> _Exercise requirements_: Rewrite the records from the line with "ceiling fan motor" to the line with "[[300, 27, 336, 62]]", replacing "motor housing" with "canopy" and leaving everything else unchanged.

> _Input_:
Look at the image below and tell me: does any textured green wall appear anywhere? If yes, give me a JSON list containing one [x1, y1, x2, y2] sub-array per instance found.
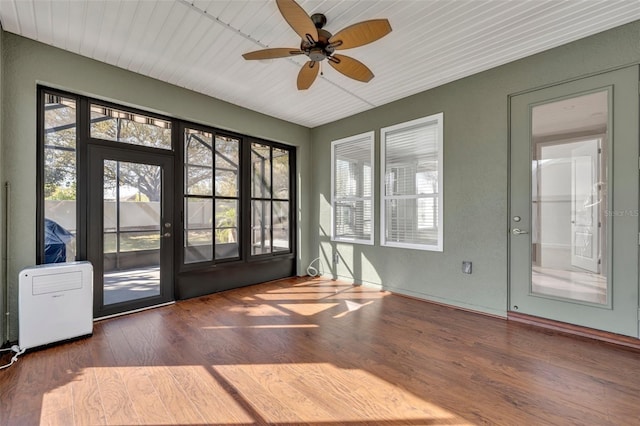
[[1, 33, 311, 340], [311, 22, 640, 315]]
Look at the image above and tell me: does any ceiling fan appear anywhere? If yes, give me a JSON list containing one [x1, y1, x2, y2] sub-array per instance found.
[[242, 0, 391, 90]]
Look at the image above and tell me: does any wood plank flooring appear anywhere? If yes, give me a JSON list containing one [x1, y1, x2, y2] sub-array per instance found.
[[0, 278, 640, 426]]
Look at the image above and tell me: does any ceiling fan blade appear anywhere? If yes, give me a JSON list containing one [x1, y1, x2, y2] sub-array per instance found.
[[298, 61, 320, 90], [329, 54, 373, 83], [242, 47, 304, 61], [329, 19, 391, 50], [276, 0, 318, 42]]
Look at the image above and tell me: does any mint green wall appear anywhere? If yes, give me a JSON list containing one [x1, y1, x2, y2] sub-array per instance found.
[[0, 33, 311, 340], [311, 22, 640, 315], [0, 28, 7, 345]]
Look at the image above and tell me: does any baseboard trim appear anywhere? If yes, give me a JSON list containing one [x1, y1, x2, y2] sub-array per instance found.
[[507, 311, 640, 352]]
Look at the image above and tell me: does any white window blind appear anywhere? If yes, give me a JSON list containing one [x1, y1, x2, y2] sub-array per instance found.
[[380, 113, 443, 251], [331, 132, 374, 244]]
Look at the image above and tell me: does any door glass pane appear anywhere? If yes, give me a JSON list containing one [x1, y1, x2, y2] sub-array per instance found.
[[215, 136, 240, 197], [251, 200, 271, 255], [273, 148, 289, 200], [103, 160, 162, 305], [216, 200, 240, 259], [273, 201, 289, 251], [531, 91, 610, 304], [251, 143, 271, 198]]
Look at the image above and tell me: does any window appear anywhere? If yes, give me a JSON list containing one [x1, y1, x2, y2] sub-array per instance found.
[[381, 113, 444, 251], [90, 104, 171, 150], [184, 128, 240, 263], [36, 86, 296, 297], [331, 132, 374, 244], [38, 92, 77, 263], [251, 143, 291, 256]]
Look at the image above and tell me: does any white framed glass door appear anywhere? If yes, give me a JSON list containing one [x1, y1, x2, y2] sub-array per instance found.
[[509, 67, 638, 337]]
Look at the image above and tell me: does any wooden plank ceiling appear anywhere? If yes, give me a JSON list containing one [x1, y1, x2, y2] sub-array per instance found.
[[0, 0, 640, 127]]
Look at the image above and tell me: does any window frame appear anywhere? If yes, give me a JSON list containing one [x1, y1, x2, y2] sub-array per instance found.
[[331, 131, 376, 246], [248, 139, 297, 261], [380, 112, 444, 252], [182, 122, 246, 270], [35, 85, 298, 282]]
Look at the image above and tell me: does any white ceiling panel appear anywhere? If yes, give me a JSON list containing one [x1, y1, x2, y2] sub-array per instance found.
[[0, 0, 640, 127]]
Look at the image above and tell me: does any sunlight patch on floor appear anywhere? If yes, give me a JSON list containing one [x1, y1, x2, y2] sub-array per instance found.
[[278, 303, 338, 316], [213, 363, 470, 425]]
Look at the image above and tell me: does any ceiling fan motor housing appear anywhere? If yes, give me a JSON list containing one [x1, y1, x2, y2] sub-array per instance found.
[[300, 27, 336, 62]]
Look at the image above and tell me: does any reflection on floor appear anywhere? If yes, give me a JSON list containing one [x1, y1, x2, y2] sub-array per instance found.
[[104, 266, 160, 305], [531, 266, 607, 304]]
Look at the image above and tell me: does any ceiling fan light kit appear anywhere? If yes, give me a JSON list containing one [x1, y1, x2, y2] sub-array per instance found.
[[242, 0, 391, 90]]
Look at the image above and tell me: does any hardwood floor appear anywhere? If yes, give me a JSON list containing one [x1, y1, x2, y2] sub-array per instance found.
[[0, 278, 640, 426]]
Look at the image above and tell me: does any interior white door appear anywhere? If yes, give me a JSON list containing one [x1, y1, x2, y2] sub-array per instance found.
[[571, 139, 602, 273], [509, 66, 640, 337]]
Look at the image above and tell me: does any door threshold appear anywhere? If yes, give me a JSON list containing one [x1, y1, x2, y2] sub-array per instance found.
[[507, 311, 640, 351], [93, 300, 176, 322]]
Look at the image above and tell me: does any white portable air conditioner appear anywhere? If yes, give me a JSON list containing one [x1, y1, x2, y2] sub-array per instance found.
[[18, 262, 93, 349]]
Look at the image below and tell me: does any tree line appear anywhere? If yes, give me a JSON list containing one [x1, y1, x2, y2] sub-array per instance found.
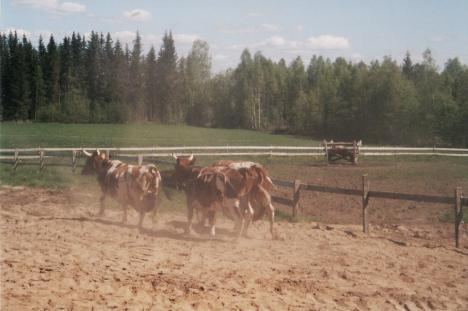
[[0, 32, 468, 146]]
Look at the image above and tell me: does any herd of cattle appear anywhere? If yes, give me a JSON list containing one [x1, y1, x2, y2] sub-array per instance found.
[[82, 150, 275, 238]]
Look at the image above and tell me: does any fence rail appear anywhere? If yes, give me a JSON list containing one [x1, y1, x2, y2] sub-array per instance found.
[[272, 174, 468, 247], [0, 145, 468, 156]]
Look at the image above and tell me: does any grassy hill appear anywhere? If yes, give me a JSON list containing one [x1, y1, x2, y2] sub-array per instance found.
[[0, 122, 319, 148]]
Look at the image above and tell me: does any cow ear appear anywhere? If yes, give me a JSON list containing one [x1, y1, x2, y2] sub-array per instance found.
[[215, 174, 226, 193]]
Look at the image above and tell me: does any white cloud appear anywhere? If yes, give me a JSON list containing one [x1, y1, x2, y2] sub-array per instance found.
[[173, 33, 200, 44], [219, 23, 280, 34], [247, 12, 263, 17], [112, 30, 136, 44], [123, 9, 151, 22], [59, 2, 86, 13], [351, 53, 362, 63], [1, 27, 31, 37], [12, 0, 86, 14], [265, 36, 286, 46], [226, 35, 352, 59], [213, 54, 229, 60], [431, 35, 449, 43], [261, 24, 279, 31], [307, 35, 350, 50]]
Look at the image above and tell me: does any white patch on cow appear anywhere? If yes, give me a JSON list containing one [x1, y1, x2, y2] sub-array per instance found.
[[228, 162, 259, 170], [107, 160, 122, 175]]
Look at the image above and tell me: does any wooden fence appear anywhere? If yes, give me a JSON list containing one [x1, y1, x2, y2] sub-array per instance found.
[[0, 146, 468, 171], [272, 178, 468, 248], [0, 146, 468, 247]]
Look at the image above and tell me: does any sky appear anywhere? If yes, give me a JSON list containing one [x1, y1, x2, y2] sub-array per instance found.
[[0, 0, 468, 72]]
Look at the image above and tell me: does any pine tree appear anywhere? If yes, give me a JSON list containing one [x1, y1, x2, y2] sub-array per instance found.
[[145, 46, 158, 121], [156, 32, 182, 123], [128, 31, 146, 120]]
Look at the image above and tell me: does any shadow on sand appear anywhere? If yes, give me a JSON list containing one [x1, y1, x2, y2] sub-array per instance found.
[[39, 216, 235, 242]]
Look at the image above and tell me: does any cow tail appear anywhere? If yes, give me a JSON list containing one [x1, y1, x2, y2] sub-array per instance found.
[[255, 167, 276, 191]]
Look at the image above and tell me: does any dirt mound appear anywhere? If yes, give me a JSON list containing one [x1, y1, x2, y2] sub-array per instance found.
[[0, 188, 468, 310]]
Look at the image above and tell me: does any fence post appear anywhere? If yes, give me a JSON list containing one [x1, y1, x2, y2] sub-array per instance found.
[[39, 149, 45, 172], [353, 140, 358, 164], [454, 187, 463, 248], [72, 150, 76, 173], [293, 179, 301, 218], [362, 174, 369, 234], [13, 149, 19, 174], [323, 139, 330, 164]]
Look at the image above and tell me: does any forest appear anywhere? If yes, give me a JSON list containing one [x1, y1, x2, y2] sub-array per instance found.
[[0, 32, 468, 147]]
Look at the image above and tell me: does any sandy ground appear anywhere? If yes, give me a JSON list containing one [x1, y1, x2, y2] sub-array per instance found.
[[0, 188, 468, 310]]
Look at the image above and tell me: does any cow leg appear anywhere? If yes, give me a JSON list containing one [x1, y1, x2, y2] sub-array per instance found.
[[122, 204, 128, 224], [197, 207, 206, 228], [267, 202, 276, 240], [233, 200, 245, 238], [98, 194, 106, 216], [209, 210, 216, 237], [225, 199, 244, 235], [242, 198, 254, 238], [151, 206, 159, 227], [257, 187, 276, 240], [138, 209, 145, 229], [185, 202, 193, 235]]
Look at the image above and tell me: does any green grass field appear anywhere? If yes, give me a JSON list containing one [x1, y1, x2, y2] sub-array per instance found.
[[0, 122, 319, 148], [0, 123, 468, 222]]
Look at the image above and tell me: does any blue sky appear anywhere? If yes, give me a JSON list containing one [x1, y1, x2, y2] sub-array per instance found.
[[0, 0, 468, 72]]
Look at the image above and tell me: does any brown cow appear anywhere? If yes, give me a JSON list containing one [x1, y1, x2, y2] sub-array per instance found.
[[81, 150, 161, 228], [174, 156, 274, 237], [207, 160, 275, 238], [172, 155, 240, 235]]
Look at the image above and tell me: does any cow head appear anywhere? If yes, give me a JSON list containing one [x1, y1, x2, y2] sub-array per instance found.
[[172, 154, 195, 187], [137, 166, 161, 195], [81, 149, 106, 175]]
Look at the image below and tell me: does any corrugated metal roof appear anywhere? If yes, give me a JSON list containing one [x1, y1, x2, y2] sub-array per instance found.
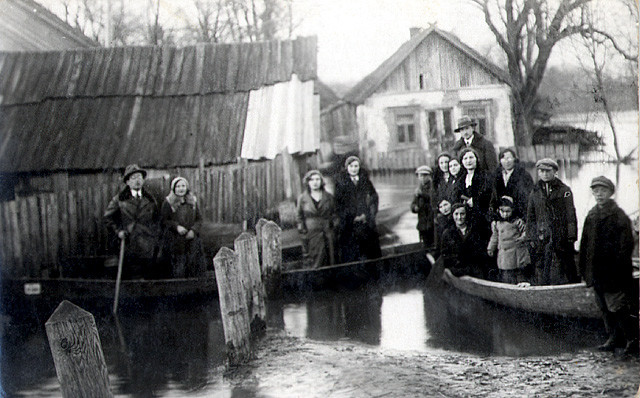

> _Task solution_:
Look at the image above and tell me: does any ceiling fan canopy appear anywhere? If yes, give me a JSON list containing one [x1, y1, x2, y2] sub-array per instance found.
[[300, 27, 336, 62]]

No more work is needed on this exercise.